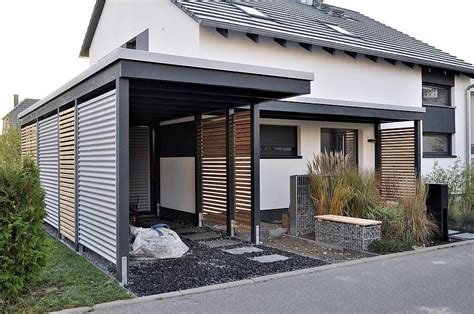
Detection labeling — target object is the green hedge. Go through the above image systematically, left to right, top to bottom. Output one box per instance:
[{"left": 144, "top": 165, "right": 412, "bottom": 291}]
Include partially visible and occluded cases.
[{"left": 0, "top": 159, "right": 46, "bottom": 302}]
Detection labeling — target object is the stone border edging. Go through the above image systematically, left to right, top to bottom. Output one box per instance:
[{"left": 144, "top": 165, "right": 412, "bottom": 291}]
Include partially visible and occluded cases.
[{"left": 52, "top": 240, "right": 474, "bottom": 313}]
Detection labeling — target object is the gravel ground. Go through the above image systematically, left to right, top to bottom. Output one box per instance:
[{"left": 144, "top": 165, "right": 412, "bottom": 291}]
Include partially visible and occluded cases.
[
  {"left": 127, "top": 224, "right": 326, "bottom": 296},
  {"left": 265, "top": 236, "right": 368, "bottom": 264}
]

####################

STATED TASK — Copy out every line of the listing above verbatim, leaving out the pictures.

TASK RESPONSE —
Detection labeling — target object is the green hedge. Go through the above image systematically, left to right, top to bottom. Output one box per instance:
[{"left": 144, "top": 165, "right": 412, "bottom": 291}]
Include partially visible and occluded cases.
[{"left": 0, "top": 159, "right": 46, "bottom": 302}]
Detection labeling — target object is the stone border edging. Go through the above image systematically, left to right, top to bottom. Output one box per instance:
[{"left": 144, "top": 165, "right": 412, "bottom": 291}]
Include partially visible and occluded cases.
[{"left": 52, "top": 240, "right": 474, "bottom": 313}]
Detection labeling — target object is the gravel ground. Go through the above image systematically, left to right, top to bottom. Output one box per instance:
[{"left": 144, "top": 165, "right": 412, "bottom": 291}]
Include partially visible and occluded cases.
[
  {"left": 127, "top": 224, "right": 326, "bottom": 296},
  {"left": 265, "top": 236, "right": 368, "bottom": 264}
]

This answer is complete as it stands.